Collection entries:
┄┄┄┄┄┄┄┄┄┄

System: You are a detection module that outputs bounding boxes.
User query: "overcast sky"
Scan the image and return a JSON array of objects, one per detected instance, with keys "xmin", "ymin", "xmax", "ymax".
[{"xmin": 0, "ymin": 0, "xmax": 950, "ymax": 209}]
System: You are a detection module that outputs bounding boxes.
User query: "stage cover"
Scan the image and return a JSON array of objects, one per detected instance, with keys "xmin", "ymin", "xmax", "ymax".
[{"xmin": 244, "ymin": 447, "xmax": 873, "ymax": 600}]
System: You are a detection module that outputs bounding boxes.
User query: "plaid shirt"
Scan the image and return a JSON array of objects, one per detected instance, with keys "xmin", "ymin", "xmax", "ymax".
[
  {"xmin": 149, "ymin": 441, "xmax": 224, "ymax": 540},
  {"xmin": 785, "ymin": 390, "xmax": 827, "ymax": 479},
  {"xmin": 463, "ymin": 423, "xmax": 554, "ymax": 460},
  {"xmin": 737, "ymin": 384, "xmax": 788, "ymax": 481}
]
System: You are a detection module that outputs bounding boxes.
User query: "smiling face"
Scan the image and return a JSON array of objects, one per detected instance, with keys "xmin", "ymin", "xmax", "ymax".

┄┄┄┄┄┄┄┄┄┄

GIVEN INSTRUCTION: Rewrite the listing above with every "detection module" changed to "object detector", leaving everything else as it is.

FINISHED TASK:
System: You are a object detector that outputs bounding boxes.
User query: "overcast sky"
Scan the image and return a JSON array of objects, one per detected instance, with keys "xmin", "ymin", "xmax", "ymax".
[{"xmin": 0, "ymin": 0, "xmax": 950, "ymax": 209}]
System: You are a object detector that outputs bounding boxes.
User query: "stage cover"
Scan the image and return a JSON array of objects, one per detected instance, with keys "xmin", "ymin", "xmax", "ymax".
[{"xmin": 244, "ymin": 447, "xmax": 873, "ymax": 600}]
System: You are a object detector that outputs bounding boxes.
User query: "plaid shirt"
Scan the image and return a JSON array of objects, one per detected instance, with keys "xmin", "ymin", "xmax", "ymax".
[
  {"xmin": 149, "ymin": 441, "xmax": 224, "ymax": 540},
  {"xmin": 785, "ymin": 390, "xmax": 827, "ymax": 479},
  {"xmin": 463, "ymin": 423, "xmax": 554, "ymax": 460},
  {"xmin": 737, "ymin": 384, "xmax": 788, "ymax": 481}
]
System: You are a object detector that outputs bounding boxes.
User query: "smiling face"
Scan the image and return a JSON array of objects, one per detected instance, with keys "xmin", "ymin", "xmax", "ymax".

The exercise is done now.